:: Exercise aim ::
Task for the listing below: copy it out in full, exactly.

:: Material to process ::
•••
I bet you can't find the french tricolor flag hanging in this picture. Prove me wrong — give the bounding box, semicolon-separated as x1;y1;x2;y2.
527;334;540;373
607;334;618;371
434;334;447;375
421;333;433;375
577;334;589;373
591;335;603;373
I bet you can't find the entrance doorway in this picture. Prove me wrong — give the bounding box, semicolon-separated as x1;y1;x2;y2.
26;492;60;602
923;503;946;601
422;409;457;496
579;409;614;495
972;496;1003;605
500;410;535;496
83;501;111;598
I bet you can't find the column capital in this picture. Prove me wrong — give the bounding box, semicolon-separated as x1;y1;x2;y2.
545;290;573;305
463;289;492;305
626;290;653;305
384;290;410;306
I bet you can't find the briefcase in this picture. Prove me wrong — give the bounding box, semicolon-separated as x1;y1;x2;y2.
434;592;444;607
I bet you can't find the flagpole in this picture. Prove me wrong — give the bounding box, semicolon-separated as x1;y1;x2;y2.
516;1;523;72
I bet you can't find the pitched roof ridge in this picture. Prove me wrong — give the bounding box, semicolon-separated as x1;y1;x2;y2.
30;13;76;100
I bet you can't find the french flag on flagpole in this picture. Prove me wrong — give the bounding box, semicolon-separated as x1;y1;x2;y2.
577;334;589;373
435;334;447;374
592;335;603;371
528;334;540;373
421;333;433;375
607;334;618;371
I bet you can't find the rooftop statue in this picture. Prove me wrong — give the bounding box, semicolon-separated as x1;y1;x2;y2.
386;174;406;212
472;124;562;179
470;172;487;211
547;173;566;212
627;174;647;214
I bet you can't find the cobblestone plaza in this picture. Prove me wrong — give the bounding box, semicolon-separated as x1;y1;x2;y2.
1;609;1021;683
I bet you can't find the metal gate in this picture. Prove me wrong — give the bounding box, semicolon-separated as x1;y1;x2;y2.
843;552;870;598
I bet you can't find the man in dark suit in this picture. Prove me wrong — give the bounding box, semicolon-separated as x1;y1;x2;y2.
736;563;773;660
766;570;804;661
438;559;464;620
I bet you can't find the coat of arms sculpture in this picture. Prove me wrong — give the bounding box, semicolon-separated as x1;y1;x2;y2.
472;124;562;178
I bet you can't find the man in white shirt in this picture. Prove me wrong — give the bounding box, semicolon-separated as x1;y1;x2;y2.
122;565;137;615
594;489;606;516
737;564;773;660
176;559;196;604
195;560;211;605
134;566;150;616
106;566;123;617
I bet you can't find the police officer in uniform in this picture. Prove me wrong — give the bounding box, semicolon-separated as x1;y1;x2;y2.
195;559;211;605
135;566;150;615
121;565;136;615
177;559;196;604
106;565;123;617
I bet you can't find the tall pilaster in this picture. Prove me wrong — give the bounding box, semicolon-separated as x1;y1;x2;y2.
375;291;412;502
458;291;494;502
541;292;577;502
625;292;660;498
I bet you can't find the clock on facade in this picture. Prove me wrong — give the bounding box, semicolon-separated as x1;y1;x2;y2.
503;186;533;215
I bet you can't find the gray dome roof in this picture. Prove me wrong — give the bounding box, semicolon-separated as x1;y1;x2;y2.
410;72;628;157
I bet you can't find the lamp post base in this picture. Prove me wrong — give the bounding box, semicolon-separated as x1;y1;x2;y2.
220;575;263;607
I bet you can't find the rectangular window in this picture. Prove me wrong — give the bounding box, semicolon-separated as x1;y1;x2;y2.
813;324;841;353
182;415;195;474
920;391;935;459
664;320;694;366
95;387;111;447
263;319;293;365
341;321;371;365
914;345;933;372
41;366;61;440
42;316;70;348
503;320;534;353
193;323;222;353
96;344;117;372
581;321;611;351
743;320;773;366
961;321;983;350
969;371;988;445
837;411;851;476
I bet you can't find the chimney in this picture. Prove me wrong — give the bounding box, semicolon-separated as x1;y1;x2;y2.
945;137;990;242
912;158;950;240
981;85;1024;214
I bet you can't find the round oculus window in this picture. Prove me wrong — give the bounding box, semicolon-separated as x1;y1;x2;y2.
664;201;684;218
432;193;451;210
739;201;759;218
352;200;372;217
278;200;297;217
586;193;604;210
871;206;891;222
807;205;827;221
•••
:: Response for this exercise ::
I bet you can't find the french tricolor flag hanging in this picture. Prove me wrong — give the bounding box, semicolon-separated as x1;y1;x2;y2.
527;334;540;373
607;334;618;371
434;334;447;375
421;333;433;375
577;334;589;373
591;335;603;373
I bet you can't find the entrance doorway in this picture. Prove me wrong — give the bounding box, semicolon-separated as x1;y1;x2;y2.
26;492;60;602
923;503;946;601
422;409;457;496
579;409;614;495
972;496;1003;605
500;410;535;496
83;501;111;598
I bet you can't find the column capital in this picture. Prove me wrong — give the bounding box, semicolon-separated as x1;y1;x2;y2.
545;290;573;305
463;289;492;305
626;290;653;305
384;290;410;306
I bet you can't find the briefcase in this picture. Prove me wrong — give the bounding box, semicolon-separated as x1;y1;x2;y2.
434;592;444;607
I bet you can't find the flagpole in this picture. Prove me wrong — give the bounding box, semicolon-separated as x1;y1;x2;y2.
516;1;523;72
I bet you can't find the pitched roof ridge in this picture. Prove me wrong — give the bounding box, semicolon-separated as x1;y1;x2;y2.
30;13;76;100
I bet you can't find the french flag on flagpole in this picture. Prove me wrong — give the bounding box, semicolon-separated as x1;y1;x2;y2.
577;334;589;373
435;334;447;374
592;335;603;371
528;334;540;373
421;333;433;375
607;334;618;371
I bet you can't find the rooftop statue in this picture. Prove me wrong — give the bounding box, semicolon-separated as x1;y1;x2;y2.
386;174;406;212
472;124;562;179
470;172;487;211
547;173;566;212
627;174;647;214
I bet you can't find the cobblestone plaza in this picture. Prove me wrong — give the bounding box, semicolon-separated as x1;y1;x2;y2.
1;609;1021;683
I bet you can't find the metal gate in this picture. Prove me wrong — give the bounding box, semicolon-separated as x1;y1;x2;y2.
843;552;870;598
I bet you can't find the man in dark suit in this picture. Prove me wrong — give the bounding box, semicolon-separated as x1;y1;x2;y2.
736;563;773;660
766;570;804;661
438;559;464;620
I bet you can't find the coat of arms sculpture in this picture. Prove me wrong — give the bounding box, semicolon-separated as x1;y1;x2;y2.
472;124;562;178
I bet you can't find the man in white shirt in this picture. Prove me wrong — give the bounding box, semicolon-separated as x1;y1;x2;y2.
122;565;137;615
594;489;606;516
737;564;773;660
176;559;196;604
195;560;211;605
134;566;150;616
106;566;123;617
I bet you can't find the police officer in uniform in this picture. Prove me wrong — give the bounding box, semicolon-separated as x1;y1;x2;y2.
195;559;211;605
135;566;150;615
121;565;136;615
177;559;196;604
106;565;123;617
I bet you can't find the tall pilaster in this picture. Prove me wrong — give the bounding box, semicolon-separated as x1;y1;x2;y2.
375;291;412;502
458;291;494;502
541;292;577;502
625;292;660;498
I bet you can't find the clock on facade in this picture. Prove me wrong — give the bounding box, semicolon-separated as x1;y1;x2;y2.
503;186;533;215
I bet you can't find the gray dome roof in this picture. Prove me wrong — give the bounding box, semicolon-separated as x1;y1;x2;y2.
410;72;628;157
I bet you can't find the lamp post base in this picture. Prove me wrong — give the bounding box, semicolon-separated as x1;y1;x2;y2.
220;575;263;607
I bet you can't find the rectangular window in this picture. Prove me wrong — give the bounding box, semicolon-separated as x1;y1;x2;y2.
813;324;841;353
182;415;195;474
920;391;935;459
664;320;694;366
95;387;111;447
263;319;293;365
341;321;371;365
914;345;933;372
41;366;61;440
42;316;70;348
503;320;534;353
193;323;222;353
96;344;117;372
581;321;611;351
743;320;773;366
961;321;983;350
969;371;988;445
837;411;851;476
I bet you can't find the chimney in this picture. Prove me wrong — give the bounding box, semicolon-separated as x1;y1;x2;y2.
945;137;990;242
912;158;950;240
981;85;1024;214
I bet you can't find the round oculus window in this picture. Prove me wrong — give the bounding box, semicolon-separated as x1;y1;x2;y2.
664;201;684;218
432;193;451;210
739;201;759;218
352;200;372;217
278;200;297;217
586;193;604;210
871;206;891;222
807;205;827;221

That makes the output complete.